Supplied passage
####################

Electroconvulsive Therapy (ECT) is recognized as one of the most effective treatments in psychiatry and is endorsed by the National Institute of Mental Health and the American Psychiatric Association. Candidates for ECT include patients with depression and other varying psychiatric disorders. Positive results are often seen within one or two treatments. These results make ECT a valuable and effective first line intervention in emergency situations, such as those patients who may be actively suicidal, psychotic, nutritionally-compromised, or catatonic.
ECT serves a recommended treatment option for the following:
- Those who suffer from depression, mania, or psychosis and have not responded or only partially responded to conventional treatment, such as medication and therapy.
- Those who have had multiple hospitalizations and regress rapidly into crisis.
- Those who are in need of rapid, definitive response because of the severity of a psychiatric or medical condition.
- Those experiencing symptoms of catatonia.
ECT is modernized and provided by a team of professionals that includes a psychiatrist, anesthesiologist, and a nurse. ECT is given as a course of treatments, and the number needed to be successful can vary according to the individual.
All patients are thoroughly medically screened before treatment. While there are very few medical conditions that prohibit the use of ECT, patients with pacemakers, high blood pressure, other cardiovascular conditions or diabetes are recommended to have a consultation with their cardiologist or internal medicine physician to ensure their condition is well-controlled.

####################

Supplied data
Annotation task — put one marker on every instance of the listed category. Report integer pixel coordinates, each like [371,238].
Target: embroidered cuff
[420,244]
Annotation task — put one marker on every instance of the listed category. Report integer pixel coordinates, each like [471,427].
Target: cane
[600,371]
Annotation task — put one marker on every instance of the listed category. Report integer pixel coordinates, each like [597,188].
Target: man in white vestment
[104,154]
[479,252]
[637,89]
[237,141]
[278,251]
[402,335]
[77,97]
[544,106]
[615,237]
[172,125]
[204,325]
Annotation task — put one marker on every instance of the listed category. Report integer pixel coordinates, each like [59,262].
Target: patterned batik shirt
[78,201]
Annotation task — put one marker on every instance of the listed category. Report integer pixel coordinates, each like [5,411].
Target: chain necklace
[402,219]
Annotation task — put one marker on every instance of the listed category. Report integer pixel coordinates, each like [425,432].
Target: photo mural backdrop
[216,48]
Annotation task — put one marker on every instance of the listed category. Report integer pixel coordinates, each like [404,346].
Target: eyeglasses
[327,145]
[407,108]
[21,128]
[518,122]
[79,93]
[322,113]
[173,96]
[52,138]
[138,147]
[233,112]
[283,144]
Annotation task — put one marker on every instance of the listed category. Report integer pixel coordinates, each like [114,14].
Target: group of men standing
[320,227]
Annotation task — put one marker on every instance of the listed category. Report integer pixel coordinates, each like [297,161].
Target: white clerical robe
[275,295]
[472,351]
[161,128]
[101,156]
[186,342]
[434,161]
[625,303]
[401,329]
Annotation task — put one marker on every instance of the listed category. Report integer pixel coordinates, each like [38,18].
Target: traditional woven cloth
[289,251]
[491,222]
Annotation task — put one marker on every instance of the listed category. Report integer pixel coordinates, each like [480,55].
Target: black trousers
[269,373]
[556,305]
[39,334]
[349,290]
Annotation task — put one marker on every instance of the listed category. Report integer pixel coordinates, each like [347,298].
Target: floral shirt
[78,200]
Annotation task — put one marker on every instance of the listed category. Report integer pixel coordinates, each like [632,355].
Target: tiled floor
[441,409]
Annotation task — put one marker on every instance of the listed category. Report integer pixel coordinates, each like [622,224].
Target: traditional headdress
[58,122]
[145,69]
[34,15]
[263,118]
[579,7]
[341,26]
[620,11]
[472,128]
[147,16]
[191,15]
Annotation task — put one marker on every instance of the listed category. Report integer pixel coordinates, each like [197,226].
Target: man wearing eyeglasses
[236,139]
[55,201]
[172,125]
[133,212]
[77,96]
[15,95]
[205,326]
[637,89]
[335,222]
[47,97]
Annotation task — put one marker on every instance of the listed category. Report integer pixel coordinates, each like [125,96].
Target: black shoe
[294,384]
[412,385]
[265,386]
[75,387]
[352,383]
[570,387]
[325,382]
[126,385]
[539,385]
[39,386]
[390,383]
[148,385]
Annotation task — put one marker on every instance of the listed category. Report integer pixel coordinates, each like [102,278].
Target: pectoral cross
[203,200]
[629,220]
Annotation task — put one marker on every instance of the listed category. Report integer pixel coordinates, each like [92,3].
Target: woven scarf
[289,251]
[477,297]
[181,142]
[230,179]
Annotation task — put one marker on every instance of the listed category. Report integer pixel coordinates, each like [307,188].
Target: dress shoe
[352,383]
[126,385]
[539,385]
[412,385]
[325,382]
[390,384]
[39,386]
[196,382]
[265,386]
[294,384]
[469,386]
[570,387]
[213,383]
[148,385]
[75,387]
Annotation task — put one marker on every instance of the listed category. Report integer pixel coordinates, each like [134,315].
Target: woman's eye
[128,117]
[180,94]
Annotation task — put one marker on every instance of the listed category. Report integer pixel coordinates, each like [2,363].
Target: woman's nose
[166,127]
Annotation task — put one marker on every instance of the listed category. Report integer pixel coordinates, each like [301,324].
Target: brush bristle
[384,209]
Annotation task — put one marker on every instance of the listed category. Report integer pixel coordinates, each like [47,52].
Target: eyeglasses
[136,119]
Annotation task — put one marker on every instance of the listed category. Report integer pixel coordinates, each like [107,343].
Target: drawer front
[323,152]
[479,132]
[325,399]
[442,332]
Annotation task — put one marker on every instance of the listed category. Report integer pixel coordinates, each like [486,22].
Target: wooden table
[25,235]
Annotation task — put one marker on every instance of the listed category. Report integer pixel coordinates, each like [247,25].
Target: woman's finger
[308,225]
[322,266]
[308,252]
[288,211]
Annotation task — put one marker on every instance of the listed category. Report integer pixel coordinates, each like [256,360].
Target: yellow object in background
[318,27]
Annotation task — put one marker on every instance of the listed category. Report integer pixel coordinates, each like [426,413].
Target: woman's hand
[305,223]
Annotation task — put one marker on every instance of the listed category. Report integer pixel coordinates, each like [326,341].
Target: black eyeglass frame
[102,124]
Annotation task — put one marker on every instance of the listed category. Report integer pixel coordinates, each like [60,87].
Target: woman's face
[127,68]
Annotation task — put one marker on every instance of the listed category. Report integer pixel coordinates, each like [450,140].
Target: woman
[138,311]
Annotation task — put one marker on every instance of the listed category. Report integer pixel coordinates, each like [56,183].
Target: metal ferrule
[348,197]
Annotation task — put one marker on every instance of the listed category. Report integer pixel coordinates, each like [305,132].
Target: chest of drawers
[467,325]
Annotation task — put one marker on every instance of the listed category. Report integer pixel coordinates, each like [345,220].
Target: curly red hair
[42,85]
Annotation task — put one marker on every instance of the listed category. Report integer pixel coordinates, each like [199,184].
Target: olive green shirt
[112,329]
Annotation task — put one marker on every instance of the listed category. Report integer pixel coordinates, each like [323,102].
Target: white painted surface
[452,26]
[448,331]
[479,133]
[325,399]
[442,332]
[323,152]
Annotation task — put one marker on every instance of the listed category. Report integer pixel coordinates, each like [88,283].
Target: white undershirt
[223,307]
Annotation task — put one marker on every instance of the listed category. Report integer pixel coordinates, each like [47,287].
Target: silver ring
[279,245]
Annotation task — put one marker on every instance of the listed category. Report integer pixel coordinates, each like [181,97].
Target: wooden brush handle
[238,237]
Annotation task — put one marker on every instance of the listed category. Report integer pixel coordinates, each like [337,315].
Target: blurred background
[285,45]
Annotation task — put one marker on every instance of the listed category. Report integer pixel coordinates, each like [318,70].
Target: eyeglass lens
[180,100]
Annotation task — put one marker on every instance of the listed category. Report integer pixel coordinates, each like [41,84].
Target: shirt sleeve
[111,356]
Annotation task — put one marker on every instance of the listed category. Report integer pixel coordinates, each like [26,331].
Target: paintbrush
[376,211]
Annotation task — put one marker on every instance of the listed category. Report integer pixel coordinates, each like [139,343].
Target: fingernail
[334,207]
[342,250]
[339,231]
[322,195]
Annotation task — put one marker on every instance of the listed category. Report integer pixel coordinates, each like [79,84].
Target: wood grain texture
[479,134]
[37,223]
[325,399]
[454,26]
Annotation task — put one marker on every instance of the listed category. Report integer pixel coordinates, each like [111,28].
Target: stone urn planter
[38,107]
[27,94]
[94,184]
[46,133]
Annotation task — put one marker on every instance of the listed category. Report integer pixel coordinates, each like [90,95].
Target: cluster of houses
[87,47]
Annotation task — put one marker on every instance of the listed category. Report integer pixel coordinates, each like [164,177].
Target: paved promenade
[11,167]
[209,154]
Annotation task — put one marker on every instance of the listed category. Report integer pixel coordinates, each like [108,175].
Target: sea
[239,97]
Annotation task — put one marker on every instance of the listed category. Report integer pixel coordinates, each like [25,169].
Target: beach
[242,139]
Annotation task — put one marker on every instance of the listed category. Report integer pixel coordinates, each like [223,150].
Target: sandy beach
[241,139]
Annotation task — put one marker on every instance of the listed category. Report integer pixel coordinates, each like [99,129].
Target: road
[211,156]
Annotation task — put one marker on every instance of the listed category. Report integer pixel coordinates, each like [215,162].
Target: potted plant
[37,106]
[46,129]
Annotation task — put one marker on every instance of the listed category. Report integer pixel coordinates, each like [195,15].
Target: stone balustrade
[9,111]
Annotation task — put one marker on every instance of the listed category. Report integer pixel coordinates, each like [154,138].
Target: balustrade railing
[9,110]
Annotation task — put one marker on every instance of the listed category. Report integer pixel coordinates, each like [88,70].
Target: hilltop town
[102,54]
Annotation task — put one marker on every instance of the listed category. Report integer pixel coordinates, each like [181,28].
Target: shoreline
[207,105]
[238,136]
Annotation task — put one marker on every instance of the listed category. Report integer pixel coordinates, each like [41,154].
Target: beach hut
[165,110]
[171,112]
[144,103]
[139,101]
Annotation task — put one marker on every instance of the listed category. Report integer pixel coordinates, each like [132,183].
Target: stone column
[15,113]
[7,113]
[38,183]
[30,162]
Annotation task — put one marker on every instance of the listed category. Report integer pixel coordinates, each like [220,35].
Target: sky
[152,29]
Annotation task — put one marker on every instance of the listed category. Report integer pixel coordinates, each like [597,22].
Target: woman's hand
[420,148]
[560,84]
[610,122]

####################

Action item A
According to the ECT passage, which professionals make up the team that provides ECT?
Action item B
Rewrite the stretch of the ECT passage from "- Those who are" through "condition is well-controlled.", putting "anesthetist" in place of "anesthesiologist".
Rely on the ECT passage alone.

Task answer A
A psychiatrist, an anesthesiologist, and a nurse.

Task answer B
- Those who are in need of rapid, definitive response because of the severity of a psychiatric or medical condition.
- Those experiencing symptoms of catatonia.
ECT is modernized and provided by a team of professionals that includes a psychiatrist, anesthetist, and a nurse. ECT is given as a course of treatments, and the number needed to be successful can vary according to the individual.
All patients are thoroughly medically screened before treatment. While there are very few medical conditions that prohibit the use of ECT, patients with pacemakers, high blood pressure, other cardiovascular conditions or diabetes are recommended to have a consultation with their cardiologist or internal medicine physician to ensure their condition is well-controlled.